> **What is being asked**: Set down exactly the lines that run from the line with "of the orange" to the end of the data, and nothing else.

> **Data for this task**:
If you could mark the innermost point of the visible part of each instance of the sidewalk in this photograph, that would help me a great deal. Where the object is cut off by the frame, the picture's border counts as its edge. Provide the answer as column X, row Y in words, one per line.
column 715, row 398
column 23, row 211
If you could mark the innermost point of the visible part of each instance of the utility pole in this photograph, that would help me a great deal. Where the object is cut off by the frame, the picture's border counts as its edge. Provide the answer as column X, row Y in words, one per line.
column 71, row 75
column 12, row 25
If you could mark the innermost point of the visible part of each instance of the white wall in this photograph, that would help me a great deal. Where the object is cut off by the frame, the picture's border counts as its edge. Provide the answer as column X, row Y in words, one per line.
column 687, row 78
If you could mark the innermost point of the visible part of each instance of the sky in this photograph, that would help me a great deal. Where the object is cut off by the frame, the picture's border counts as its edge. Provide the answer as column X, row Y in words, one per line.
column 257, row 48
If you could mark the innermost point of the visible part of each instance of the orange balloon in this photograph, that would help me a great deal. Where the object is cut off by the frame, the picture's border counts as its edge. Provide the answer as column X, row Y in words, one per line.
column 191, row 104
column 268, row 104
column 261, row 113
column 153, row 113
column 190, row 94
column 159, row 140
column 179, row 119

> **Final result**:
If you could mark the innermost point of the visible part of each instance of the orange balloon in this photograph, that would help me a great deal. Where the object is cut off by the frame, the picture's border counts as its edge. Provide the answer as column X, row Y in words, one per line.
column 191, row 104
column 268, row 104
column 261, row 113
column 153, row 113
column 190, row 94
column 159, row 140
column 179, row 119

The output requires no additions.